(A sequence of records)

^^^^^^^^

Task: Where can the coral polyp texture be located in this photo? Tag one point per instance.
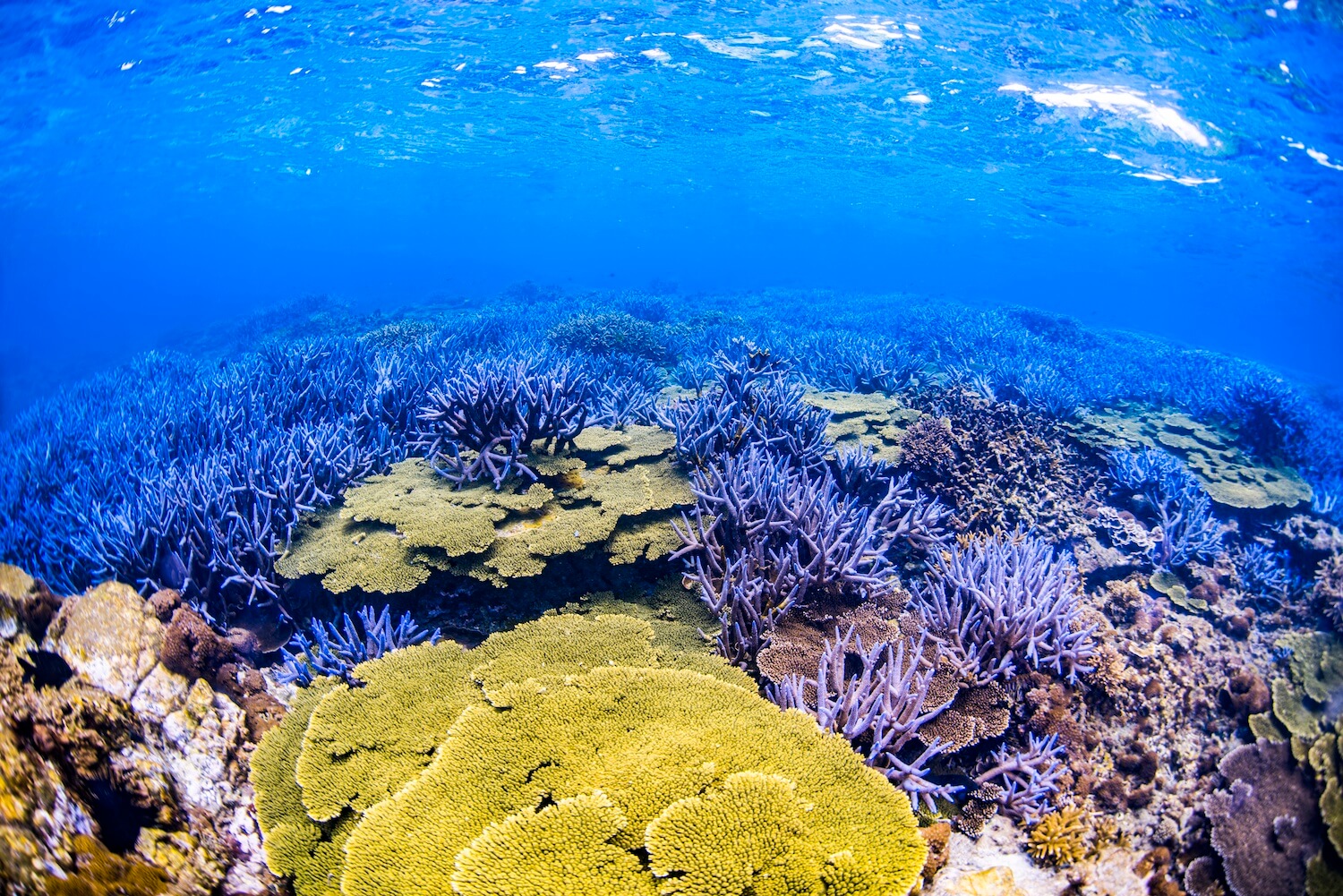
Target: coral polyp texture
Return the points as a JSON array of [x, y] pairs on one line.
[[646, 751], [612, 493]]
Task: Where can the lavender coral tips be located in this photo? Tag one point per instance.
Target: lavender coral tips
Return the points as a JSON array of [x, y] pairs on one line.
[[483, 419], [1004, 603]]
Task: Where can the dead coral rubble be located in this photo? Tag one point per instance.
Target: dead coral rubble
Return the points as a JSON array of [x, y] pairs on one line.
[[125, 777], [610, 496]]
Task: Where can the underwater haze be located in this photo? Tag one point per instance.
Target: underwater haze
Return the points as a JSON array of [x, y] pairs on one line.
[[1170, 166], [501, 448]]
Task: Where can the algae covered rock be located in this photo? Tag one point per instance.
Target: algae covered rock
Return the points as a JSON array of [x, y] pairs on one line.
[[612, 493], [553, 758], [650, 739], [1211, 455], [873, 421], [110, 637]]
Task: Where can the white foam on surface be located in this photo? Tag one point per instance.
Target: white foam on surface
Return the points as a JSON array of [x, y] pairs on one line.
[[873, 34], [1119, 101]]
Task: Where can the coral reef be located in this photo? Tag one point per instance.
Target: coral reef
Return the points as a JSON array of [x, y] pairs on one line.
[[496, 411], [1265, 823], [1029, 582], [612, 495], [644, 750], [123, 775], [1209, 453]]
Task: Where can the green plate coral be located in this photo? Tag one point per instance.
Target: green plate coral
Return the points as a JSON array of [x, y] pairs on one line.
[[571, 755], [614, 492]]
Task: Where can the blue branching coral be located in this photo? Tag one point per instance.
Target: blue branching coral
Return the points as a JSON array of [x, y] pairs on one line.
[[878, 708], [1181, 507], [336, 648], [766, 535], [1002, 605], [1265, 574], [749, 402], [1028, 778]]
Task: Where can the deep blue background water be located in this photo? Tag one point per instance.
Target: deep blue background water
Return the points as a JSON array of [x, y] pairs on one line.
[[1171, 166]]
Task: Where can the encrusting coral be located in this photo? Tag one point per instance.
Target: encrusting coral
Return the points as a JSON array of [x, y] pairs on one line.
[[612, 491], [646, 738], [641, 751]]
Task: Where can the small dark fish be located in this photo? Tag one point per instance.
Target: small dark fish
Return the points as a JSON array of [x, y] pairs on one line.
[[45, 670], [268, 625]]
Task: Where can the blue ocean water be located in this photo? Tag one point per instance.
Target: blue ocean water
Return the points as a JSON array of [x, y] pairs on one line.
[[1171, 166]]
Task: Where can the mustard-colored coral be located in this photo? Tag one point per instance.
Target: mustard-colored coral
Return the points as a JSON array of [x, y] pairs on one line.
[[295, 845], [1060, 839], [364, 743], [646, 738], [563, 849], [612, 492], [873, 421], [1211, 455], [571, 737], [748, 837], [102, 874]]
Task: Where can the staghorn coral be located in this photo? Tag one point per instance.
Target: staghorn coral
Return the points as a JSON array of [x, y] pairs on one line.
[[647, 739], [1004, 605], [751, 402], [610, 493], [496, 411], [612, 333], [1327, 592], [1060, 837], [766, 536], [1010, 466], [1210, 453], [1181, 507], [335, 651]]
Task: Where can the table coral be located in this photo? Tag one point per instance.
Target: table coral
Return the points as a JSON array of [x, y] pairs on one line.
[[612, 492], [1211, 455], [646, 738], [661, 730]]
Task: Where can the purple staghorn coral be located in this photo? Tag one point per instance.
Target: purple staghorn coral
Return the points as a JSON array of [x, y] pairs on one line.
[[1004, 603], [766, 535], [880, 710], [496, 410], [751, 402], [1182, 508], [1028, 778]]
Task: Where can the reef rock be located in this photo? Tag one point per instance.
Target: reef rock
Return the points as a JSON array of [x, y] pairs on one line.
[[110, 637], [1211, 455], [614, 493]]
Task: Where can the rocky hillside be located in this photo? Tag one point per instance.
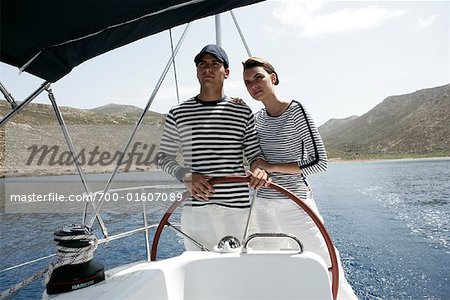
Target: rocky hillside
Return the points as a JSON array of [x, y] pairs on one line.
[[32, 142], [411, 125]]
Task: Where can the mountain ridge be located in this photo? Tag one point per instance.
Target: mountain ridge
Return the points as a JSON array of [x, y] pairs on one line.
[[411, 124]]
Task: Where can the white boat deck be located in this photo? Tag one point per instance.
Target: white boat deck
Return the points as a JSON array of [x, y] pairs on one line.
[[210, 275]]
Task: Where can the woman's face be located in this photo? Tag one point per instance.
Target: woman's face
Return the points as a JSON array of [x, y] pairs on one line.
[[259, 83]]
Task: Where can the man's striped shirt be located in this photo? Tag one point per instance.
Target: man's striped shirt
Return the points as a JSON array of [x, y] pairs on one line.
[[214, 137], [291, 137]]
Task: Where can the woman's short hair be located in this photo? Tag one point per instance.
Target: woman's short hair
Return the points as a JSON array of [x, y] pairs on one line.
[[255, 61]]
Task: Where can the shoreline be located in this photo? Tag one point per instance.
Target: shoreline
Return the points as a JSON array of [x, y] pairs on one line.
[[152, 169]]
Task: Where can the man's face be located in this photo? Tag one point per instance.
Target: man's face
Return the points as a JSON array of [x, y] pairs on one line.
[[211, 71]]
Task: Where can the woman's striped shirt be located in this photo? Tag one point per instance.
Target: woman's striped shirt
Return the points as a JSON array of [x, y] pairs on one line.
[[214, 138], [291, 137]]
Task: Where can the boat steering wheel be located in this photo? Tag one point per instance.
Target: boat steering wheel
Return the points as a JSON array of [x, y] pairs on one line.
[[233, 179]]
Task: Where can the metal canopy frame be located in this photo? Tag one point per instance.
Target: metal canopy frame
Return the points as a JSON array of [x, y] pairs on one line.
[[46, 86]]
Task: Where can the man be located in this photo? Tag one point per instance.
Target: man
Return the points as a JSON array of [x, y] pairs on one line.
[[214, 134]]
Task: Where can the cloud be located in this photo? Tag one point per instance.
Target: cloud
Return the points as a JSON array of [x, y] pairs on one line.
[[425, 23], [305, 17]]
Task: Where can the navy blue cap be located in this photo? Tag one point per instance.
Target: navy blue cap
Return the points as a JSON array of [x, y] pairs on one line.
[[214, 50]]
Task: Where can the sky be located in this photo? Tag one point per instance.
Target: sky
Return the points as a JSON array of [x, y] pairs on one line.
[[337, 58]]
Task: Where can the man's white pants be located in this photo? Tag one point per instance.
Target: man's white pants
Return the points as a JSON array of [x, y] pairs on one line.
[[283, 215], [208, 224]]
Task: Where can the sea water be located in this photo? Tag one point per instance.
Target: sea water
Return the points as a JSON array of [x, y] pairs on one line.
[[388, 219]]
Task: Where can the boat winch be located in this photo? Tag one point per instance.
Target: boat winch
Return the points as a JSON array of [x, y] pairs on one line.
[[75, 268]]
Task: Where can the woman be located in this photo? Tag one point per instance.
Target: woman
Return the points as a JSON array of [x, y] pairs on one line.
[[293, 149]]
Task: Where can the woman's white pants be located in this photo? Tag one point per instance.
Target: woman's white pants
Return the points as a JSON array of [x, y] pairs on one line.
[[283, 215]]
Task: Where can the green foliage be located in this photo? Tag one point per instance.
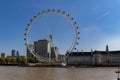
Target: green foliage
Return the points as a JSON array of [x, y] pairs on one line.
[[7, 60], [2, 60], [31, 60]]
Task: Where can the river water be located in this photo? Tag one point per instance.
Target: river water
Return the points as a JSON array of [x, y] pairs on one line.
[[39, 73]]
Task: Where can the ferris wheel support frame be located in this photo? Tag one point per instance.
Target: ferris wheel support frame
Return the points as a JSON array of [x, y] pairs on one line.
[[44, 13]]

^^^^^^^^

Change "in this photo" to "in this image" throughout all the records above and write them out again with nothing else altered. Leave the pictures out.

Task: Where can the coral polyp texture be located in this image? Tag one point per instance.
Target: coral polyp texture
Return the points as a JSON array of [x, y] pairs on one line.
[[646, 751], [612, 493]]
Task: Where can the lavender coral tips be located in this image? Tag one point per instance.
Target: lavender coral tips
Return the points as a JSON array of [x, y] pairs on one line.
[[483, 419], [1004, 603]]
Task: Where can the dead coral rubble be located in this image? Tag one point per instance.
Target: dead coral rubble
Return the points as a JSON array of [x, y] pairs on one line.
[[125, 777], [610, 496]]
Task: Where can the underwater haze be located in this image? Tag one point per instance.
Target: underwater haze
Return the points as a JSON array of [x, y] pairs on one line.
[[1170, 166], [501, 448]]
Task: Where can the algae covered rock be located in this image? Tag one point per instance.
Target: algae covered rock
Return the points as a JSON array of [x, y] pairs on one line.
[[612, 493], [553, 758], [650, 739], [1211, 455], [873, 421], [110, 637]]
Task: Where can the white foam on surface be located in this image? Tag one point per instance.
Target: white foam on surface
Return the points as a JSON array of [x, y] pairs on one line.
[[873, 34], [1119, 101]]
Task: Where can the coral reef be located in this image? Tag one point per instance.
Target: coral reef
Return the points as a JSON array of [x, y] pairs on one line.
[[496, 411], [1265, 823], [1029, 582], [612, 495], [644, 750], [123, 775], [1209, 453]]
Task: Where can the green plate coral be located in this image? Tag one point per instance.
Target: green plate coral
Return the points as a JSON array of [x, y] pairs on one line.
[[571, 755], [614, 492]]
Task: Where can the blue branching coral be located in this image? Tag one point per instance.
Target: blue branching coral
Return the points as a JSON array of [x, y] pairs on one line.
[[878, 708], [1181, 507], [336, 648], [766, 535], [1002, 605], [1265, 574], [749, 402], [1028, 778]]
Task: Where can the deep blue background water be located in this image? Tag one point per instance.
Target: deep blue background water
Return the points as a JSON array of [x, y] pairs on one line.
[[1171, 166]]
Task: Where can the encrusting coral be located in this image? Tag one point per instance.
Target: encrusting coral
Return the points as a JSON array of [x, y] pairs on one line.
[[612, 491], [646, 738], [641, 751]]
Task: Where can the small dark fish be located in this image? Tag one point per instance.
Target: small dark fish
Return the points as a JSON array of [x, y] pairs on one line.
[[45, 670], [268, 625]]
Task: Where can the blue ocean water be located in this image? Tag one point per instance.
Target: blue ocean water
Return the points as a JSON array of [x, y] pairs on one line.
[[1171, 166]]
Task: Where can the mustard-colored coral be located in this image? Tag one point per instance.
Target: mustard-colored coral
Return the points as a JSON array of [x, y] pairs on one line.
[[295, 845], [1060, 839], [364, 743], [646, 738], [563, 849], [612, 492], [873, 421], [1211, 455], [571, 737], [748, 837], [102, 874]]
Task: Where can the staghorn coral be located in this image? Tag one point per instance.
Target: staghorn coral
Return the points as a JSON array of [x, y] pairs on one line.
[[647, 739], [1004, 605], [751, 402], [610, 493], [496, 411], [612, 333], [1327, 592], [1060, 837], [766, 536], [1010, 466], [1210, 453], [1181, 507], [335, 651]]
Task: Where can the table coral be located in this image? Tag one point per instance.
Target: table coral
Return the points as a JSON array of [x, y] pairs on one line.
[[612, 492], [1211, 455], [646, 738], [661, 730]]
Task: Where can the purple staghorn coral be located in this image? Tag one point per instance.
Target: purple staghorn coral
Return the points as a JSON array of [x, y] pairs on one line.
[[1004, 603], [766, 535], [880, 710], [496, 410], [751, 402], [1182, 508], [1028, 778]]
Task: Where can the reef rock be located in this image? Tag one point per instance.
Target: reef rock
Return the points as a JSON array of [x, y] pairs on one line.
[[110, 637], [1211, 455], [614, 493]]
Task: Where can the rocky hillside be located in this image? Tag one point per instance.
Target: rocky hillside
Return the points as a JSON array of [x, y] pairs on one line.
[[32, 142], [411, 125]]
Task: Where can the mountain ridge be located in this image? Tag one point per instance.
Target: mountain ridge
Return the points as a JSON array of [x, y] pairs on one line.
[[411, 124]]
Task: Where can the white boat deck be located in this image? Tag one point per instance.
Target: white boat deck
Return the points as a JSON array of [x, y] pairs on one line.
[[210, 275]]
Task: Where can the woman's face be located in this image? Tag one point per instance.
Target: woman's face
Return the points as a JSON array of [x, y] pairs on one line.
[[259, 83]]
Task: Where can the man's striped shirt be located in this image? Tag one point per instance.
Target: man's striped shirt
Return the points as a JSON array of [x, y] pairs on one line.
[[214, 137], [291, 137]]
Task: Where can the woman's short hair be located in this image? Tag one point per instance.
Target: woman's short hair
Return the points as a JSON array of [x, y] pairs on one line.
[[255, 61]]
Task: Where can the shoreline be located in this image? Tag one point per instance.
Target: shoreline
Return the points as a JSON array of [x, y] pairs on one line.
[[152, 169]]
Task: Where can the man's face be located in this image? Tag one point per instance.
Target: man's face
Return the points as a JSON array of [x, y] pairs on one line.
[[211, 71]]
Task: Where can the woman's striped shirt be located in this image? Tag one point per instance.
Target: woman's striped shirt
Return the points as a JSON array of [x, y] pairs on one line.
[[214, 138], [291, 137]]
Task: Where can the boat steering wheel be located in this image? Tag one point per instance.
Target: boat steering wheel
Return the points as a JSON array of [x, y] pairs on one line.
[[233, 179]]
Task: Where can the metal canopy frame be located in this image? Tag one point per instance.
Target: metal canopy frame
Return the points as a JSON array of [x, y] pairs on one line.
[[46, 86]]
Task: Where can the man be located in this image? Tag one point per instance.
Target: man
Return the points as a JSON array of [x, y] pairs on one line.
[[214, 134]]
Task: Where can the cloud be located in this image? Tag one point per instance.
Target: cloud
Return the points as a JSON array of [x, y] pairs on one line.
[[425, 23], [305, 17]]
Task: Where can the navy blue cap be located in this image? Tag one point per instance.
Target: navy blue cap
Return the points as a JSON array of [x, y] pairs on one line.
[[214, 50]]
Task: Where can the sky be located in this image? Tag one point per instance.
Target: sky
Return the points as a JSON array of [x, y] pairs on one line.
[[337, 58]]
Task: Where can the man's white pants be located in this image? Tag one point per instance.
Target: man's white pants
Return the points as a JSON array of [x, y] pairs on one line.
[[283, 215], [208, 224]]
Task: Where can the sea water be located in this image? Tag one point per instance.
Target: sea water
Return the points as a JSON array of [x, y] pairs on one line.
[[388, 219]]
Task: Where can the boat winch be located in this image? Tag one point per instance.
Target: boat winch
Return the points as a JSON array of [x, y] pairs on one line.
[[75, 268]]
Task: Where can the woman be located in this image? Tag one point per instance.
Target: woman
Return the points as a JSON array of [x, y] pairs on one line.
[[293, 149]]
Task: Where can the woman's white pants be located in this image? Tag one point per instance.
Target: woman's white pants
Return the points as a JSON array of [x, y] pairs on one line.
[[283, 215]]
Task: Where can the green foliage be located in this image? Tag one point per instance.
Target: green foliage
Return the points as a JSON array of [x, y] pairs on one line.
[[7, 60], [2, 60], [31, 60]]
Task: Where can the river water be located in this image? Tag one point per instance.
Target: river water
Return the points as a JSON array of [x, y] pairs on one line.
[[39, 73]]
Task: Where can the ferris wheel support frame be located in this image? Tag one point per instance.
Target: ferris wheel support frame
Return the points as a JSON array of [x, y] pairs on one line.
[[44, 13]]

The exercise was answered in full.